■ What you are asked to do
Locate all lines in the data below that hold "rough" and show them.

■ Excerpted records
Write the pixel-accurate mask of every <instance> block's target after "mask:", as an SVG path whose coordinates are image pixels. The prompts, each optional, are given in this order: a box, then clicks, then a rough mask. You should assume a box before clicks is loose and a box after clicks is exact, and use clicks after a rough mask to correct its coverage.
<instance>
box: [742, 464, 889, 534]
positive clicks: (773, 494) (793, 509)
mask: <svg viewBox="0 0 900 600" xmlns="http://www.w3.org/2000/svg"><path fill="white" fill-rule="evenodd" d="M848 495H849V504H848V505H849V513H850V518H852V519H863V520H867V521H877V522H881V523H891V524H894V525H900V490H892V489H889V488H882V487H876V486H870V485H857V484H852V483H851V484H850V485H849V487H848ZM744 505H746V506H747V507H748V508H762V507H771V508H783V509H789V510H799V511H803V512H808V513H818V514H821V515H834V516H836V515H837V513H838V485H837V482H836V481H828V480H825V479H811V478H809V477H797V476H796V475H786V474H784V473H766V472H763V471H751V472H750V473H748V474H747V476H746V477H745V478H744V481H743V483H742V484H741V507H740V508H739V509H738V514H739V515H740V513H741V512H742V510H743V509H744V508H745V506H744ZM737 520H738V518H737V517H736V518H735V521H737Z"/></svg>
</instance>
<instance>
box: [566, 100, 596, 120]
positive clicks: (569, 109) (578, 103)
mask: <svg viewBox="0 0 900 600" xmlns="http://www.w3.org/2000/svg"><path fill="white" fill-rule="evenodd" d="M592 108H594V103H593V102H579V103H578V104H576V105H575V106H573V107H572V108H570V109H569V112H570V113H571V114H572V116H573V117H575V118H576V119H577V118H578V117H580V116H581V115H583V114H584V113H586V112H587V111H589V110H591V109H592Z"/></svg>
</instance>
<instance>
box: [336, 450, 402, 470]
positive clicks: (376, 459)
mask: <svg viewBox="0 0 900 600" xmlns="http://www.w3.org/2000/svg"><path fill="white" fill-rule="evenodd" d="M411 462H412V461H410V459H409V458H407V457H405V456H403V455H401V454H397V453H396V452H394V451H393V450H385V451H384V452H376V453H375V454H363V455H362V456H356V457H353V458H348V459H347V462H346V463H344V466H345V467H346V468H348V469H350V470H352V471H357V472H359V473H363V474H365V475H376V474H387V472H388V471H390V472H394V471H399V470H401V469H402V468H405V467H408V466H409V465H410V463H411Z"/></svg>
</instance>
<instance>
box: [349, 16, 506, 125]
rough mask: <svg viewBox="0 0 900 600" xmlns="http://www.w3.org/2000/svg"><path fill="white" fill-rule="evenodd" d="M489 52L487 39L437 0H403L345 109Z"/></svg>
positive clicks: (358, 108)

■ Answer to this problem
Write the pixel-accurate mask of every <instance> block's target after "mask:", as an SVG path whose coordinates are image pixels. The prompts, each optional, are given in this order: a box, then clicks, then a rough mask. You should assume a box before clicks is loose and a box after clicks is exact, and use clicks after a rough mask to correct its coverage.
rough mask: <svg viewBox="0 0 900 600" xmlns="http://www.w3.org/2000/svg"><path fill="white" fill-rule="evenodd" d="M489 52L487 39L437 0H403L345 109Z"/></svg>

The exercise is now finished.